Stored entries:
-- Opening Marker --

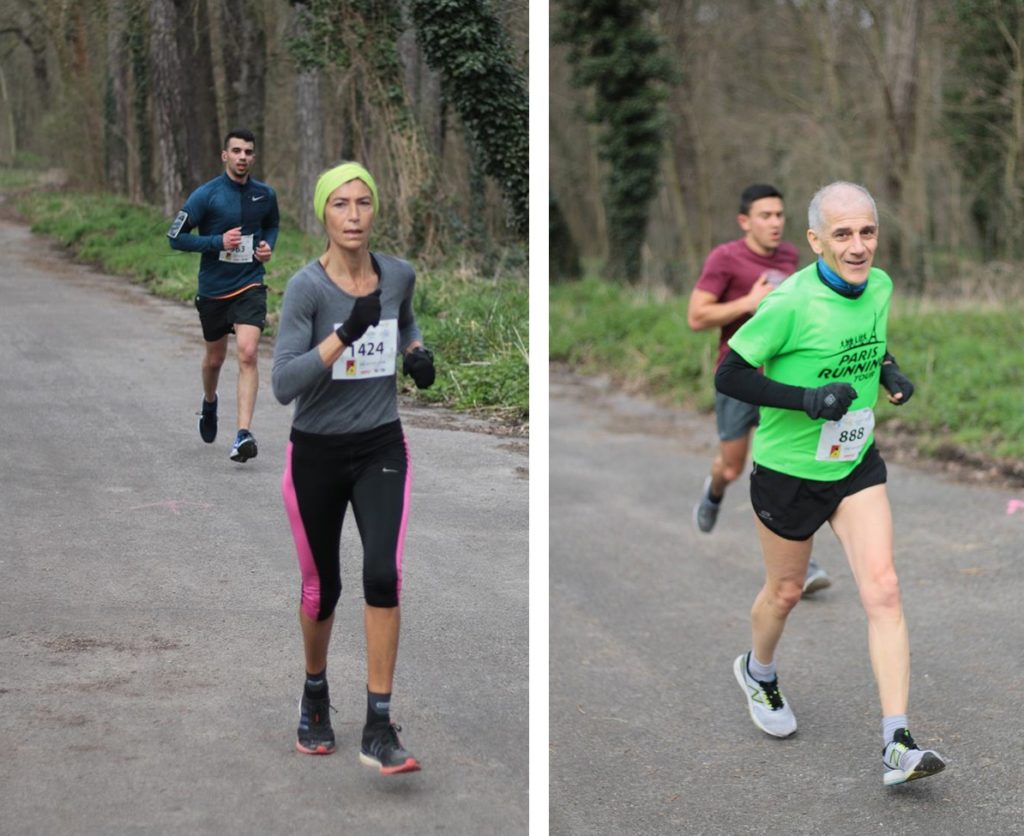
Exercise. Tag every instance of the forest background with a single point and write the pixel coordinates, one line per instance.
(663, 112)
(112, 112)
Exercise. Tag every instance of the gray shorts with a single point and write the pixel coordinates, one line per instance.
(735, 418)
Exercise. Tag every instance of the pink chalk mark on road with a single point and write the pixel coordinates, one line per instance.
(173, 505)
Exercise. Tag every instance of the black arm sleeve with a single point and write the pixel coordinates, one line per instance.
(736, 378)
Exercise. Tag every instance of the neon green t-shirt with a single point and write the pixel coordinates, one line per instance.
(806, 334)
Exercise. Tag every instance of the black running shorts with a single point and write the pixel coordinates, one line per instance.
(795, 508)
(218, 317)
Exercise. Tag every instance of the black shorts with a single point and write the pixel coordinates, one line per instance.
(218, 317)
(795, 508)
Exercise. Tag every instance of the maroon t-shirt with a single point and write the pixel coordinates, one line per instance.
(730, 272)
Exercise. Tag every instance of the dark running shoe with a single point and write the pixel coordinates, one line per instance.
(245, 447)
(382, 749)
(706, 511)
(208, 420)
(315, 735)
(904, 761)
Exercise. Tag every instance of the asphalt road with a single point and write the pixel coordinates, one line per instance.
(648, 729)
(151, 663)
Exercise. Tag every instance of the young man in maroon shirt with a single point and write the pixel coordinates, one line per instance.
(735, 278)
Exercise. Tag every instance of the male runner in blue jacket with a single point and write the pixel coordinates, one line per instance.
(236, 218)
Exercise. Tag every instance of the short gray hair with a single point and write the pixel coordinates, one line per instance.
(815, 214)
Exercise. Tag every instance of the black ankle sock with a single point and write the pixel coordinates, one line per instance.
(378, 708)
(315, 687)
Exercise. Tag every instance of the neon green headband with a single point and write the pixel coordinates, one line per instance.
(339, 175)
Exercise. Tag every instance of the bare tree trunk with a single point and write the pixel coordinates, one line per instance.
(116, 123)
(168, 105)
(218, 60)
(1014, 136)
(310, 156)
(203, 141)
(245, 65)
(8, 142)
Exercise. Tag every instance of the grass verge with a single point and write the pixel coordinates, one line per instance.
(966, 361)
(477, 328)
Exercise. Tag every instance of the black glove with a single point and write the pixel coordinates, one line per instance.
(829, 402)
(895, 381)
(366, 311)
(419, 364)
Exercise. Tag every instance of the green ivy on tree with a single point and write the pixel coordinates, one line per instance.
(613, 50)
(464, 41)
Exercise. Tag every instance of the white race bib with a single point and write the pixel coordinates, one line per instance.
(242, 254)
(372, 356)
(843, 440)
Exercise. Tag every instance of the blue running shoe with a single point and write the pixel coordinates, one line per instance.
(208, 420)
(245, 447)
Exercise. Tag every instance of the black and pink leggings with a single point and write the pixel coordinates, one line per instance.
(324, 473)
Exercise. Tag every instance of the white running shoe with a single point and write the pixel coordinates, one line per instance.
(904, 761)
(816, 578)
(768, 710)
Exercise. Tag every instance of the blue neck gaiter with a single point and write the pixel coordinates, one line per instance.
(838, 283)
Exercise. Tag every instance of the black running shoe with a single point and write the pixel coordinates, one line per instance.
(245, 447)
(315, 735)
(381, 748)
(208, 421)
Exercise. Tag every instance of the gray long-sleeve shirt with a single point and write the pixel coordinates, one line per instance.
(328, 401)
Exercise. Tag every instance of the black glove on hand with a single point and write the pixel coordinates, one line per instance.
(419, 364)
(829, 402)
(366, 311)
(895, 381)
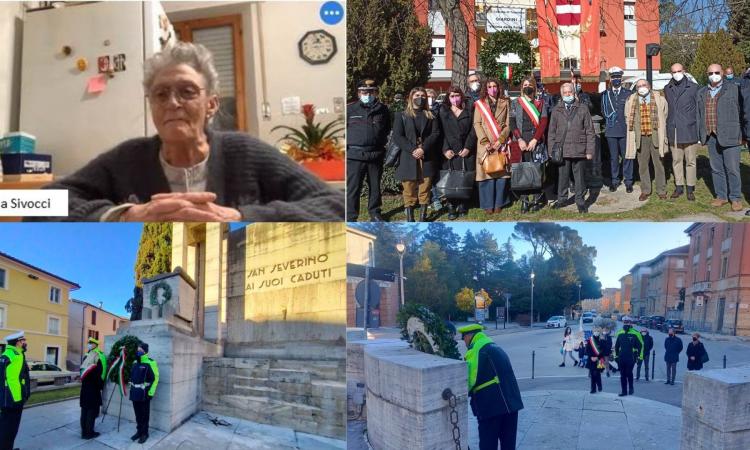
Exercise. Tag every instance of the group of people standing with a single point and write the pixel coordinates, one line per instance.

-- Closing Marker --

What you are asked to do: Could you repeat all of the entries exactly, without any of the images?

Result:
Exercise. Tag every instance of the forest background with a single point and write the pixel coordinates, one line per instance.
(663, 112)
(112, 112)
Exercise. Tag every instance of the gray shorts with a single point and write the pixel coordinates, one line per instance.
(735, 418)
Exercise. Tag every instance of the pink chalk mark on road with a single point and write the pixel coordinates, one line per instance.
(173, 505)
Exercise. Tag every instance of the black arm sleeve with a single point and write the pixel coordinates, one line per instance.
(736, 378)
Exercise. Tag every instance of the neon green t-shirt with a single point and write the pixel coordinates, one line per instance.
(806, 334)
Exercise. Tag every instance of the black running shorts with a single point and write the pixel coordinates, one line per instance.
(795, 508)
(218, 317)
Exercise. Tag every instance of the black shorts with a single point and write the pixel coordinates, one line per instance.
(218, 317)
(795, 508)
Exercise. Tag every instance of the maroon t-shirt with a single point and write the pixel coordinates, one line per instance.
(730, 272)
Exercise. Tag every instance of the dark running shoe with a single point and write the pixel coordinates, one line per instance.
(245, 447)
(382, 749)
(706, 511)
(208, 420)
(315, 735)
(904, 761)
Exercise. Tag every instance of the asphalt road with a single point and write the pixel coordinates, one line per instance.
(648, 729)
(151, 663)
Exercise. Tag every instance of the young man in maroon shirt with a single point and write the pixel coordinates, one line per instance.
(735, 278)
Exercise. Tag every instance of the male runner in blue jacket with a single point and write the pixel coordinates, one line per instance.
(236, 218)
Exercise. Tag every instance of the short gray hair with a single point and write the pixel coordinates, one line per instance.
(815, 214)
Exercise. Tag every instance of the black ankle sock with a single point and write the pixel coordinates, one line per instance.
(378, 708)
(315, 687)
Exercise. Tag every instance of the neon green headband with a single point and write the pixel coordinates, one line per instance.
(339, 175)
Exercise. Tag every instance of the bare tree trunk with a single point and write the pixel coordinates, one line per instance.
(116, 123)
(168, 105)
(218, 60)
(1014, 136)
(310, 156)
(203, 141)
(245, 65)
(8, 142)
Exercise. Tag every instance of the grass verge with a single point and write the pixel coordinates, one line per instance.
(966, 361)
(477, 328)
Exercise. Tag every instance of the black glove with a single point and write the pixel coordinates, one line per instance.
(829, 402)
(895, 381)
(366, 311)
(419, 364)
Exercise. Tag every instance of the green ivy on tree with a single point and write the pixel coordinates, one line per instance.
(613, 50)
(464, 41)
Exercise. Tag every instance of the white race bib with a single point and write the pixel coordinates, one line per instance.
(242, 254)
(372, 356)
(843, 440)
Exercise. Tag every instance of the blue running shoe with a single point and write the pixel coordinates, one line per instance.
(208, 420)
(245, 447)
Exercise. Tag every instance of the black and pink leggings with a single point and write the pixel coordinates, one line per instance.
(324, 473)
Exercise. Tag every instance of the white running shoe with a single point and write the pixel coordinates, one line per instance.
(904, 761)
(816, 578)
(768, 710)
Exercise. Tag every instance of the blue neck gaiter with a single point and write the pixel coordinates, one line per instance.
(838, 283)
Exercise. Tag every instance of the black running shoe with a single point and write the pixel coordinates, one line per instance.
(245, 447)
(315, 735)
(381, 748)
(208, 421)
Exercise. Tag every instance of the gray long-sleeve shirt with a single point and write the pixel coordinates, one line per instance.
(328, 401)
Exercise. Tag every instance of the black glove on hand with a single point and write the pixel coordinates, one line per instance.
(419, 364)
(829, 402)
(366, 311)
(895, 381)
Exercise. Tag every instance of the group of people standing with a single point and write the pixel coordinates, one line per instance.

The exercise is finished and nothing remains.